### SOURCE PASSAGE

[Start of section]

# Failed to save Local Policy Database



## DynV

This is a followup to the (solved ?!?) problem originally posted by HardEight :


> Logon Failure: The user has not been gratned the requested logon type at this computer


 I do everything until it's supposedly solved but I get a nice error box saying


Code:


Failed to save Local Policy Database

 ; my last steps before are entering the computer name, it checks it, show me a nice underlined form, I click ok then it's added to the list then I get the error ... anyway, I can share my internet connection between my computer but cannot even acces my main computer. Can you help me ?


----------



## DynV

*from bad to worst*

ugggh ! :dead: I've did a bit of reading in the threads and I tough one of the suggestion seemed good but I think it made it worst. I've installed _Windows Server 2003 Resource Kit Tools_ on Windows XP pro (I thought it was listed as supported but I'm not sure anymore ...) and I don't know if it's a coincidence or I got a virus or something but I sometimes get a dll missing alert with weird characters, I can't end processes anymore and I try to enable services and when I restart they're disabled again. :sad: Since then I've uninstalled the Resource Kit Tools but the problems persist. Anyway, I don't think that's too bad ; my first priority is still enabling my laptop from using the files on my main (desktop) computer but the policy still won't save. Please help me !


----------



## Homerxp

Did anyone have the answer to this problem as I am getting to same error

Thanks


----------



## Jash Cumbie

Same thing here, I have a network of laptops I use to train attorneys in legal software. I went to one firm where they had a database they wanted me to use for the training. I set my laptop up to connect to their domain so that I could transfer files and get their DB. Somehow, my local policy was affected by the server's group policy, and now I cannot make any changes to my local policy. I get the same error, 'failed to save' or whatever. when I try to connect to the laptop at all I get the error that I dont have permission.

[End of section]

### DATA PROVIDED
[Start of section]

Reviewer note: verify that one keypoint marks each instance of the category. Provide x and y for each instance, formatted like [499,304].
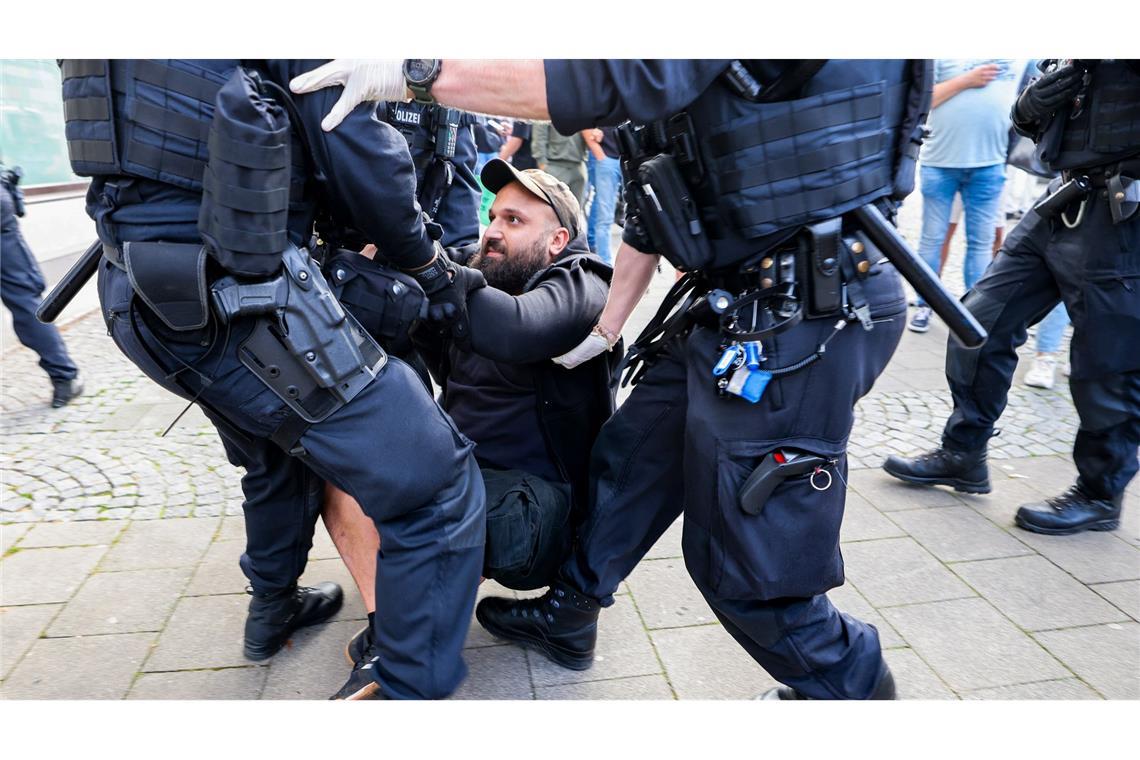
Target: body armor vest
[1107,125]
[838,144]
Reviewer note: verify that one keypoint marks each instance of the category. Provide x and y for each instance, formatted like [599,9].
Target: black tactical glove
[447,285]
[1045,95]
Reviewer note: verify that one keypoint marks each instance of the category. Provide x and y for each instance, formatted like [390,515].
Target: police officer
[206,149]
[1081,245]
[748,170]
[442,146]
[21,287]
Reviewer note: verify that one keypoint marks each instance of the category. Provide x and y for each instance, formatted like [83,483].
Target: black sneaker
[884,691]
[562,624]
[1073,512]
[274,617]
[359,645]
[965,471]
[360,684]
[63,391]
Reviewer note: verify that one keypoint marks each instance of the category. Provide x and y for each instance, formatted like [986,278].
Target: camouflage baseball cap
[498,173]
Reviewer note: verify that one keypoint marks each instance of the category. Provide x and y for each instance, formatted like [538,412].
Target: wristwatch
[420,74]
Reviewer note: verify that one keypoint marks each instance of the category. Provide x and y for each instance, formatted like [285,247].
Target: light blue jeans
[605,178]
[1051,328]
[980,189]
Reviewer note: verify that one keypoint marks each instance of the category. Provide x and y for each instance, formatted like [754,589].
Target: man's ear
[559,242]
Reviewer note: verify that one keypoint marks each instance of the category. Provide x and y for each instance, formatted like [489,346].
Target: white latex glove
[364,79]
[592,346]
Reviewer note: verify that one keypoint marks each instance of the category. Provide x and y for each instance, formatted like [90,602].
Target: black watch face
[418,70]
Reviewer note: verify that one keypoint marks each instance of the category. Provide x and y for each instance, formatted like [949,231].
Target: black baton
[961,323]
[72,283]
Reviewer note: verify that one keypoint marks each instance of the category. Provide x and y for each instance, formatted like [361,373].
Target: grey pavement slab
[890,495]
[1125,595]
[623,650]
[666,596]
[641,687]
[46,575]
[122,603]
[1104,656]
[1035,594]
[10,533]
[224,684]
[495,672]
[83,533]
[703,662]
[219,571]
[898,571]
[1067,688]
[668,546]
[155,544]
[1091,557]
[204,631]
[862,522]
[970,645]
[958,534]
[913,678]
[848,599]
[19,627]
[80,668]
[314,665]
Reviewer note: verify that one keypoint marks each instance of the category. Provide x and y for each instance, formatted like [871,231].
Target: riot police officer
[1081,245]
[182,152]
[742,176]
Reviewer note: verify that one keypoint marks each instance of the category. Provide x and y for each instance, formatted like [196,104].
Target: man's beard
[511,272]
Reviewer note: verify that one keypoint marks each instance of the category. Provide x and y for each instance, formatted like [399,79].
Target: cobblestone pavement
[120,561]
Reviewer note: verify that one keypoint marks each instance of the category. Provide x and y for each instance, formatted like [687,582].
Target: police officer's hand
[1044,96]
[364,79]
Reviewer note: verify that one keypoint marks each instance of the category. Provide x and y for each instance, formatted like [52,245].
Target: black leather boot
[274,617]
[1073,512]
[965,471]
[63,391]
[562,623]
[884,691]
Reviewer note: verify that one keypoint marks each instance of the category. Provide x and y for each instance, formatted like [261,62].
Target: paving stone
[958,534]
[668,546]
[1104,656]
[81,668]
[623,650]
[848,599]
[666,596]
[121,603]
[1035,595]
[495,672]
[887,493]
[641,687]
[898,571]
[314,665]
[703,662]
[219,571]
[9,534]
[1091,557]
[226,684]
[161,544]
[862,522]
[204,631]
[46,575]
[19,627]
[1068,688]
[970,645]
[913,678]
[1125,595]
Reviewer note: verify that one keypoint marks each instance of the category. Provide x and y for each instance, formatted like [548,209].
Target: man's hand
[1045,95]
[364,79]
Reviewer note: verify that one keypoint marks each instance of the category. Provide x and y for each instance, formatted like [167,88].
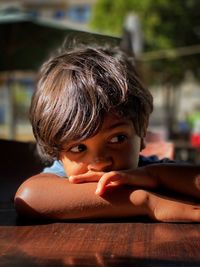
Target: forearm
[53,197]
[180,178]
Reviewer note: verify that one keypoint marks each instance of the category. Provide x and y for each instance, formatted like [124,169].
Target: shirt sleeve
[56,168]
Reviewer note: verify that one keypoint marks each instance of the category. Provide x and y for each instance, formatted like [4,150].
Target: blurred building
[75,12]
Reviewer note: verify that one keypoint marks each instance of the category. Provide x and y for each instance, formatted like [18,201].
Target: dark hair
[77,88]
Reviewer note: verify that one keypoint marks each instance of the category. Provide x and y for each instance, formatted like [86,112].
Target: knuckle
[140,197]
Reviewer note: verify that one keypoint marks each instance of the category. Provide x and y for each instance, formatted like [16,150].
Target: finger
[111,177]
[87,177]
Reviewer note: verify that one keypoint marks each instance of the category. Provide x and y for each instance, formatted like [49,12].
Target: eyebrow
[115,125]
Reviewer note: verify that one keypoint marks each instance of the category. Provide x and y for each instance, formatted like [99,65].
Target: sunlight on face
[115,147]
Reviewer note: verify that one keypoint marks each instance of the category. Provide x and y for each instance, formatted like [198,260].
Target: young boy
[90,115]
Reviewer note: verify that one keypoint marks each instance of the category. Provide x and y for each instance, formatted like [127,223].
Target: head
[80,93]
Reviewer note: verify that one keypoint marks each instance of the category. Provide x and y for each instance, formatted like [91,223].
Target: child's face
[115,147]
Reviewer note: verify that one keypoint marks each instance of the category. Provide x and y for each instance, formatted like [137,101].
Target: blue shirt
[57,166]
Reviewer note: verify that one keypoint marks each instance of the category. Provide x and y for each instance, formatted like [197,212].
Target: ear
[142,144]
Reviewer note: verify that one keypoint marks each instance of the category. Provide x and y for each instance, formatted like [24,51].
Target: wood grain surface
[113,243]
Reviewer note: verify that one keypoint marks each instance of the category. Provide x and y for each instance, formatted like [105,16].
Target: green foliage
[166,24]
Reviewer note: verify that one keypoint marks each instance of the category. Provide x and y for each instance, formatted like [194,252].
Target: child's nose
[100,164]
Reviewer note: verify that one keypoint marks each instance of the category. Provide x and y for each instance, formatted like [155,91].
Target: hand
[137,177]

[End of section]
[Start of section]

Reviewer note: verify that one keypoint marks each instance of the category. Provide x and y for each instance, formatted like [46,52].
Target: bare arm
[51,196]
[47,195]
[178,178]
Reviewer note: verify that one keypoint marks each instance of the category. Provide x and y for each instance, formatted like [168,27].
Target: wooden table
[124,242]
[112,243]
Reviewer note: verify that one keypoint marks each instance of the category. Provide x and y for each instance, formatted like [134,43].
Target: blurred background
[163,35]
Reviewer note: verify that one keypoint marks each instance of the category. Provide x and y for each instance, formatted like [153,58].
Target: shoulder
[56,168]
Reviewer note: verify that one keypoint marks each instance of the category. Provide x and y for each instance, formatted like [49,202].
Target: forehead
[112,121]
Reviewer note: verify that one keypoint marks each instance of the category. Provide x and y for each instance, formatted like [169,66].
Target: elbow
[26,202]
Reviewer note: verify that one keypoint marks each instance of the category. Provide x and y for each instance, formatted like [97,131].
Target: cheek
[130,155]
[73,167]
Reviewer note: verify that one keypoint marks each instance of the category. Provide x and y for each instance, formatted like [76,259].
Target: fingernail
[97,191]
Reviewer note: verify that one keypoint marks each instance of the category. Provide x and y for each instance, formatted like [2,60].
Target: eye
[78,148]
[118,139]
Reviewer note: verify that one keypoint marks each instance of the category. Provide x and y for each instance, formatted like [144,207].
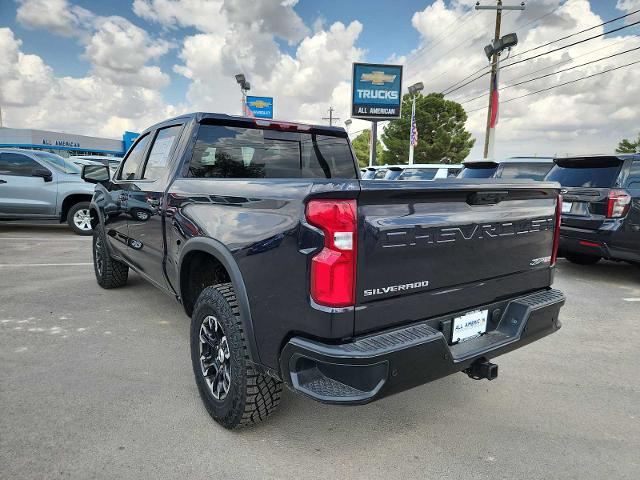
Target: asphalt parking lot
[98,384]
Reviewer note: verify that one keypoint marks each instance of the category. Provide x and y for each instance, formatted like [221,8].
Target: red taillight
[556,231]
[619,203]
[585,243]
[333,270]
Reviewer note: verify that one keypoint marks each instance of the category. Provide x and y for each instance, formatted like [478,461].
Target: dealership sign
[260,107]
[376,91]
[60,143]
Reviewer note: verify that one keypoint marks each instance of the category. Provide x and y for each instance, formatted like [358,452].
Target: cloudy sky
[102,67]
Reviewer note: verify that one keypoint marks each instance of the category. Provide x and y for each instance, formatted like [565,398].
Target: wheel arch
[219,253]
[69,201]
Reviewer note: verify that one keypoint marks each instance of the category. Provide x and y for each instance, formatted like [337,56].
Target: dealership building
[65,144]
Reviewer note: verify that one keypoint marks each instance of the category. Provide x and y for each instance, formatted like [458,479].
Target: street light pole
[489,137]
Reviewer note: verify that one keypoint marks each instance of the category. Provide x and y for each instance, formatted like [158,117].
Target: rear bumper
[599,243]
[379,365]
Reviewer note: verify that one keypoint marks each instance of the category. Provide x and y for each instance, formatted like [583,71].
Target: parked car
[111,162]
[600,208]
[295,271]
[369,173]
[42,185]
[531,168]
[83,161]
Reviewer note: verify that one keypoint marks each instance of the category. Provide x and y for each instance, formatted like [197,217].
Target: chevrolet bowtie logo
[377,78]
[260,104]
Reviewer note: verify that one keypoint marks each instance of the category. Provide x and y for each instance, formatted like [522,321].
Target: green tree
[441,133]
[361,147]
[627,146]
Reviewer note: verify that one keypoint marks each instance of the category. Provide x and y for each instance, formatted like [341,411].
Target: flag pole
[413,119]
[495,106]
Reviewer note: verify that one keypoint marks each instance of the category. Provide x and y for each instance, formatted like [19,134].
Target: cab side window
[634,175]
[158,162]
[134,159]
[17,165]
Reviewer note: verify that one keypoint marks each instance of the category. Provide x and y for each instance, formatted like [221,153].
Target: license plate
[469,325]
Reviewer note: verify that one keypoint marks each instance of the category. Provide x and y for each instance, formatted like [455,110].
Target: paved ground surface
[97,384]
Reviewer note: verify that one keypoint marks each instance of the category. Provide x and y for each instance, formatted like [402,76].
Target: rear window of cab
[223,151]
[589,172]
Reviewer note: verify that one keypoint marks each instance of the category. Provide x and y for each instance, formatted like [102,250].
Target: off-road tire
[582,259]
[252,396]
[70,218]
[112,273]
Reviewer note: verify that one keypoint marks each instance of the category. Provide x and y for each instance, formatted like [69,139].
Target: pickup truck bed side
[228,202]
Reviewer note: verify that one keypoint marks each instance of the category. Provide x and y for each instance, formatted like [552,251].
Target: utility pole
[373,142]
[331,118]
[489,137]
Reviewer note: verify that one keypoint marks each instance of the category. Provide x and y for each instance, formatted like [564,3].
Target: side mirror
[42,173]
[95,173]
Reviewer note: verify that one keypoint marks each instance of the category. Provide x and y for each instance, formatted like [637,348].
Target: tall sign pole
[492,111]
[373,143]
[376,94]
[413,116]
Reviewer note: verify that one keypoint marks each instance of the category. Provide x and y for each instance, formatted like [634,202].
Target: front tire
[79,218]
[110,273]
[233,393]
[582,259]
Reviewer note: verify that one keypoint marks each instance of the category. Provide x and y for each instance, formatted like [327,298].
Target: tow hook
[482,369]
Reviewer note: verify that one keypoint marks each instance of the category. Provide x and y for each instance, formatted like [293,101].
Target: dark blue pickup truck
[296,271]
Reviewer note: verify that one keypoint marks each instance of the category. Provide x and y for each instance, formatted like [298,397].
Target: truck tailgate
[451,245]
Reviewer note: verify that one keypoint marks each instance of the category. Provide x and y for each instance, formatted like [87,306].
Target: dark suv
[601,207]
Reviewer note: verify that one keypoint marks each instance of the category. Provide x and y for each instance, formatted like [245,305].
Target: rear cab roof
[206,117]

[End of section]

### LIST OF TASKS
1. Decide whether each statement below agrees with the Local Policy Database thread. Answer yes or no for each, and quote the words from the thread that decide it.
(a) Jash Cumbie uses a network of laptops to train attorneys in legal software.
(b) DynV's problems went away after the Resource Kit Tools were uninstalled.
(c) DynV is unable to share the internet connection between the computers.
2. Using the Local Policy Database thread, answer these questions:
(a) Who originally posted the problem that this thread follows up?
(b) What does DynV call the first priority?
(c) Why did Jash Cumbie set the laptop up to connect to the firm's domain?
3. Pick up the Local Policy Database thread right after the last sentence of its final post, and continue it.

### ANSWERS FOR THE EXERCISE
1.
(a) Yes: "I have a network of laptops I use to train attorneys in legal software"
(b) No: "Since then I've uninstalled the Resource Kit Tools but the problems persist"
(c) No: "I can share my internet connection between my computer"

2.
(a) HardEight
(b) Enabling the laptop to use the files on the main (desktop) computer
(c) To transfer files and get the firm's database for the training

3.
I tried connecting the laptop to my domain in the office to try and adopt teh less strict policy I use in the office. It didnt have any effect. I have tried numerous times to open the local policy and change it on the laptop with no luck. Does anyone know how to unlock the local policy on a computer? I'm convinced it must be somehting in the registry, I just dont know what.

Any ideas? Anyone?


----------



## cheeto81

*no answers? what kind of forum is this?*

so i am having the same problem "failed to save local policy database"

so i searched the internet, found this forum...am i really to beleive that no one that uses this forum knows, and hasn't posted a solution?


----------



## uzmanaheed

*Had same Problem. Got it working,
I had set up different login names on both PCs, then at the PC which was not
accessible, i open Local Security Settings > User rights Assignments > Acc
ess to this Computer From Internet > Advance > Find now (under same computer
name, not in workgroup)then I found the other PC user name under First Comp
uter name 
(like 
user2 COMPUTER1)
Just added it to the list, repaired the workgroup, and all went OK.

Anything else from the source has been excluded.